━━━ PROVIDED TEXT

The federal intervention into indigenous communities in the NT — started by the Howard government and continued under Rudd’s watch — is likely to cause more health problems than it fixes.
That is the damning assessment of an exhaustive health impact assessment (HIA), due to be launched in Canberra today by the Australian Indigenous Doctors Association (AIDA).
The long-awaited report calls for the government to reinstate the Racial Discrimination Act, to drop compulsory income management and to stop imposing external leadership on communities.
It also concludes that the bans on alcohol and p-rnography are unlikely to work, and have the potential to cause long-term damage.
The HIA was conducted jointly by AIDA and researchers from the Centre for Health Equity Training, Research and Evaluation at the University of NSW, and was funded by the Fred Hollows Foundation.
It considers the likely impact of various elements of the NT Emergency Response (NTER) upon five dimensions of health: physical, psychological, social health and wellbeing, spirituality and cultural integrity.
It is based upon an analysis of the relevant legislation and media announcements, consultations with four communities in 2008, experts’ reviews of the relevant evidence base from the health and social literature, and interviews with 21 key stakeholders, including government and NGO employees.
Work began on the HIA in 2007 and it was completed in the middle of last year, but it has been released only after lengthy consultations with NT communities. HIAs are normally done before policy is implemented but there was no time for this with the hastily executed NTER.
The document notes that some aspects of the intervention are likely to bring benefits. “It is likely that new investments in education, housing, and health care, for example, will make a contribution to improved physical health for some people,” it says.
“However, the ways in which the NTER was introduced and is being implemented are likely to contribute to the continuation of the high
burden of trauma and disease already carried by Aboriginal people across generations — a cumulative burden to which the NTER is likely to add.

━━━━━━

WHAT TO WORK ON: Reproduce the whole article on the health impact assessment of the NT intervention word for word. The rows that come next have no connection to the text.

━━━ INFORMATION SHOWN

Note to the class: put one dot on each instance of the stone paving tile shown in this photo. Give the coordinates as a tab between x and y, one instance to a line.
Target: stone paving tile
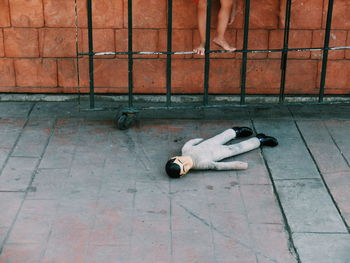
323	248
33	138
326	154
10	129
340	131
17	173
339	185
291	159
67	245
21	253
34	222
300	200
9	206
107	254
271	241
15	110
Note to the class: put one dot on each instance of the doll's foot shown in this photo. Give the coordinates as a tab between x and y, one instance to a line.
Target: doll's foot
242	131
223	44
200	50
267	140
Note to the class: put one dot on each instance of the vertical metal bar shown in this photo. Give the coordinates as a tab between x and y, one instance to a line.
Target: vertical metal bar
169	49
284	56
130	55
325	51
207	54
245	47
91	55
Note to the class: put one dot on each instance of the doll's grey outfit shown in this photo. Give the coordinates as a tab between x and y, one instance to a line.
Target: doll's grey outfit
206	154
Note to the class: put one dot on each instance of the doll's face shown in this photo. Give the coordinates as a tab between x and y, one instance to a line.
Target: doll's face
185	163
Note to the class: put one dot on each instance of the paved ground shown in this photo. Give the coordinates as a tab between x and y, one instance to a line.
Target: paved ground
75	189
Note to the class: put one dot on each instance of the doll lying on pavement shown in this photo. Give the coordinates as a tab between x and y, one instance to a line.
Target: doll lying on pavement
203	154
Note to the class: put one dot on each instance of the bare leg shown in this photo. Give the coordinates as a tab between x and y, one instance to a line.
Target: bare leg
202	20
223	20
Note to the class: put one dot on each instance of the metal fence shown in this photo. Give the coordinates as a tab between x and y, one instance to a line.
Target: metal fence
125	118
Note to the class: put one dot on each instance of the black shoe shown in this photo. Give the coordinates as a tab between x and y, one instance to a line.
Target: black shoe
267	140
242	131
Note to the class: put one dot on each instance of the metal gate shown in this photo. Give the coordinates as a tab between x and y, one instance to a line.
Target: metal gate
128	114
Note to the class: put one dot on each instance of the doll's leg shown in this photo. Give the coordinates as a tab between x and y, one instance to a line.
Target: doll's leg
223	20
244	146
202	20
230	134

━━━━━━

TASK RESPONSE:
The federal intervention into indigenous communities in the NT — started by the Howard government and continued under Rudd’s watch — is likely to cause more health problems than it fixes.
That is the damning assessment of an exhaustive health impact assessment (HIA), due to be launched in Canberra today by the Australian Indigenous Doctors Association (AIDA).
The long-awaited report calls for the government to reinstate the Racial Discrimination Act, to drop compulsory income management and to stop imposing external leadership on communities.
It also concludes that the bans on alcohol and p-rnography are unlikely to work, and have the potential to cause long-term damage.
The HIA was conducted jointly by AIDA and researchers from the Centre for Health Equity Training, Research and Evaluation at the University of NSW, and was funded by the Fred Hollows Foundation.
It considers the likely impact of various elements of the NT Emergency Response (NTER) upon five dimensions of health: physical, psychological, social health and wellbeing, spirituality and cultural integrity.
It is based upon an analysis of the relevant legislation and media announcements, consultations with four communities in 2008, experts’ reviews of the relevant evidence base from the health and social literature, and interviews with 21 key stakeholders, including government and NGO employees.
Work began on the HIA in 2007 and it was completed in the middle of last year, but it has been released only after lengthy consultations with NT communities. HIAs are normally done before policy is implemented but there was no time for this with the hastily executed NTER.
The document notes that some aspects of the intervention are likely to bring benefits. “It is likely that new investments in education, housing, and health care, for example, will make a contribution to improved physical health for some people,” it says.
“However, the ways in which the NTER was introduced and is being implemented are likely to contribute to the continuation of the high
burden of trauma and disease already carried by Aboriginal people across generations — a cumulative burden to which the NTER is likely to add.